## Stated goal
Copy the lines of the material beginning with the line containing "locate the young" and ending with the line containing "[746,299,814,393]", putting "staked sapling" in place of "young tree with stake" and leaving everything else unchanged.

## Dataset rows
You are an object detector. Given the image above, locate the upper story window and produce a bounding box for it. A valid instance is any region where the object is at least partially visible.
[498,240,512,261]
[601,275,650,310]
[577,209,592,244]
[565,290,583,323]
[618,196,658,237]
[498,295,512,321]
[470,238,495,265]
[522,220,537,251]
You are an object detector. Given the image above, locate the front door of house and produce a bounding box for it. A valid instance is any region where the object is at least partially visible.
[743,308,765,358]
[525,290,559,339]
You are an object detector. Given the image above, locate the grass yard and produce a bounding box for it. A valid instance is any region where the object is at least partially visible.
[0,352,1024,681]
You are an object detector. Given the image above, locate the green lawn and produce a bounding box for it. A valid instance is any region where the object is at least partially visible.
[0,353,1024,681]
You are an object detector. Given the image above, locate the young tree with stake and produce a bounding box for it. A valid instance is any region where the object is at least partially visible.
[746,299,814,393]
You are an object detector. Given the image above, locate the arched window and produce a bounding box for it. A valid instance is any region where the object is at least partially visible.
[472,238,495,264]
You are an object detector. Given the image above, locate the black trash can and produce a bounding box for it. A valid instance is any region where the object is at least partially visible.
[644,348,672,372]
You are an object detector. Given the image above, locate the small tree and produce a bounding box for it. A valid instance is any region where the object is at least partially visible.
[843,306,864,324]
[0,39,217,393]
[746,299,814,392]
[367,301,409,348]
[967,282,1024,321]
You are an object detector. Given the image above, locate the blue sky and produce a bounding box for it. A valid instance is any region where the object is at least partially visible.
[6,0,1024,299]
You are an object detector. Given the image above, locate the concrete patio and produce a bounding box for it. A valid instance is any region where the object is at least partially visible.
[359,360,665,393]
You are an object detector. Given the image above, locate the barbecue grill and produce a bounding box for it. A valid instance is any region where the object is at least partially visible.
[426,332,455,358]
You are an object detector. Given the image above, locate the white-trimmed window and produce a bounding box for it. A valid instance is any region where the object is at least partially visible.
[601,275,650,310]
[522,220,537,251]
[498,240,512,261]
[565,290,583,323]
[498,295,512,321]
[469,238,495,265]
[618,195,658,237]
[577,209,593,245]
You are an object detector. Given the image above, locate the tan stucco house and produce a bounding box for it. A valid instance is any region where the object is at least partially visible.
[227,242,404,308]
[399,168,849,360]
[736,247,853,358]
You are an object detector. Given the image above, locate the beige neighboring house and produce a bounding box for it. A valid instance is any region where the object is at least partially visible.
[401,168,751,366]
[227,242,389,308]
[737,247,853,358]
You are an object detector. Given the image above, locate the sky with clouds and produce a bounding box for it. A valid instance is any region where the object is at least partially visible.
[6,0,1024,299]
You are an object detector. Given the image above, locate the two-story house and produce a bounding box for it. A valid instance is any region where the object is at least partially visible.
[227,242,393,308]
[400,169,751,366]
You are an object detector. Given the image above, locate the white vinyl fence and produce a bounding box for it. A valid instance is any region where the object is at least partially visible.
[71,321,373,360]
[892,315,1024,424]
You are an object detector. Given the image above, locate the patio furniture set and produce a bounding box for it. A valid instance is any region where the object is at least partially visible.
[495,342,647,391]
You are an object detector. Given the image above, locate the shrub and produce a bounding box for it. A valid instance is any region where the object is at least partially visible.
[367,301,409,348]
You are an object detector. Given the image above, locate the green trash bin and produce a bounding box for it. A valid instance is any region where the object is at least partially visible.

## Response to this exercise
You are an object detector. Given the image above, locate the staked sapling and produce a bounding box for it. A valid instance is any region where the object is at least partially visible.
[746,299,814,393]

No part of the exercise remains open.